• _DIRECTIONS FOR THIS TASK_
From the data below, pick out and copy every line that contains the word "walking".

• _RECORDS FOR THIS TASK_

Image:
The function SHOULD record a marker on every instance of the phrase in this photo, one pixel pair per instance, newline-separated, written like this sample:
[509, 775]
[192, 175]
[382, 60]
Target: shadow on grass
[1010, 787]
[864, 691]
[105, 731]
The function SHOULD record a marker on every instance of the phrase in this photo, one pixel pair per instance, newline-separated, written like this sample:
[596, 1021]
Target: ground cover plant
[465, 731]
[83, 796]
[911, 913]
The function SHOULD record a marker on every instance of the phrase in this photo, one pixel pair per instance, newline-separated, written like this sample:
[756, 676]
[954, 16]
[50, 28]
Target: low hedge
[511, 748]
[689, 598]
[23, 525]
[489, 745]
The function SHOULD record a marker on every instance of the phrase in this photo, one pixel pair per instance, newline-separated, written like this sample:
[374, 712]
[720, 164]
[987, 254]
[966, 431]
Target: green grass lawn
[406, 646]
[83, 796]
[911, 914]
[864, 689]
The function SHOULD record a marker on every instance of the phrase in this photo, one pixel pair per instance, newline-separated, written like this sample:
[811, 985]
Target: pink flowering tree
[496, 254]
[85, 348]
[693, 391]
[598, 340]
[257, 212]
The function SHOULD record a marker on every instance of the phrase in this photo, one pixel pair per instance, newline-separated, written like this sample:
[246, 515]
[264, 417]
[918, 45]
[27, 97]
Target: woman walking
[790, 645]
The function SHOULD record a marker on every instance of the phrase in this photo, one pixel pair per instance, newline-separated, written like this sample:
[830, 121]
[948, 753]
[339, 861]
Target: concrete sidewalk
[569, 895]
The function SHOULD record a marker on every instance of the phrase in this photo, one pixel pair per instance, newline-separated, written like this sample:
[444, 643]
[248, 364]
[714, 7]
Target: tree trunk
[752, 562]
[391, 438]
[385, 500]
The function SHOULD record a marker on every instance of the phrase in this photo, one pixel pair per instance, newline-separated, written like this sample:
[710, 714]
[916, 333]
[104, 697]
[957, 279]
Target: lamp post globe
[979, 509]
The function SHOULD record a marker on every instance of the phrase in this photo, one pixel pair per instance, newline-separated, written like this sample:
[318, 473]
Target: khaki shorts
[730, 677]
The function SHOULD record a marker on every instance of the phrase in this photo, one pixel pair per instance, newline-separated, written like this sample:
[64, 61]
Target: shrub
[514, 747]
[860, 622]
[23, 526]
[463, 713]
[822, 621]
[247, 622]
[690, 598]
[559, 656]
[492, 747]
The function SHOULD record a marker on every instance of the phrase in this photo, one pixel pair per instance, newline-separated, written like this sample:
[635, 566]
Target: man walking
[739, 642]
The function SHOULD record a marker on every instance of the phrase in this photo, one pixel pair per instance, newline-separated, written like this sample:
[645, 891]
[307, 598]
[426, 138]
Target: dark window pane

• _THE RESPONSE_
Target: woman walking
Target: man walking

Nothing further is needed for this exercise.